* WHAT IS ASKED:
Starting with the line that contains "Where in the photo above do you see the dark knit" and going on through the end of the records, write those lines out again with "trousers" swapped for "pants" and everything else left as it is.

Records of labeled boxes
-- START --

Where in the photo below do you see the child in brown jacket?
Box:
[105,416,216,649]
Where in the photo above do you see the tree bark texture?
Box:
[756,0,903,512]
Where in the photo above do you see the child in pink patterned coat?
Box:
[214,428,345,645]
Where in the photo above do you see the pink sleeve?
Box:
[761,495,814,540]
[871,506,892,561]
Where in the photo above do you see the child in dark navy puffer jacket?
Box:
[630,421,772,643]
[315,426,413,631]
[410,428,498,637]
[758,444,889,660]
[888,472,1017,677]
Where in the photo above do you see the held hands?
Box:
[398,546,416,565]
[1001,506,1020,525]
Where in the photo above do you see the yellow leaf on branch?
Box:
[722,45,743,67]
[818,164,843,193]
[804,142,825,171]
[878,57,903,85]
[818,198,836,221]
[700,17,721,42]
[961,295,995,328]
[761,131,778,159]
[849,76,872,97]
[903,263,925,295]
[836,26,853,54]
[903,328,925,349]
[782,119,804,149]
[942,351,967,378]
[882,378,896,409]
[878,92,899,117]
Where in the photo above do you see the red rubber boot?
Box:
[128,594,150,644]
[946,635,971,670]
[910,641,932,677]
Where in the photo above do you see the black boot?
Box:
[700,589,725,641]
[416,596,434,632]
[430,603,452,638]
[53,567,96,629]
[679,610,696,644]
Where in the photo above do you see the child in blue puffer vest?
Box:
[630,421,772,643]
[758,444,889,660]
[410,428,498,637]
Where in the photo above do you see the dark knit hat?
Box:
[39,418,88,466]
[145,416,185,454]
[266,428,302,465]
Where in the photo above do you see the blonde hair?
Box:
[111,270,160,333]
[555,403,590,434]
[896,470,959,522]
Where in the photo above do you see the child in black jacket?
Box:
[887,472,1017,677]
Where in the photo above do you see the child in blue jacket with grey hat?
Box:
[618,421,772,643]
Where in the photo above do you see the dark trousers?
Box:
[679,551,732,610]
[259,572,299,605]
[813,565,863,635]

-- END --

* TASK OUTPUT:
Where in the photo above do you see the dark knit hat?
Box:
[39,418,88,466]
[145,416,185,454]
[266,428,302,465]
Where in the photo above do you see the blonde hair?
Box:
[111,270,160,333]
[555,403,590,434]
[896,470,959,522]
Where in the photo above do you see the child in black jacket?
Box:
[887,472,1017,677]
Where in the photo above do you see the child in blue jacket with grey hat?
Box:
[618,421,772,643]
Where in the photo above do you see the dark pants?
Box:
[679,551,732,610]
[259,572,299,605]
[813,565,863,635]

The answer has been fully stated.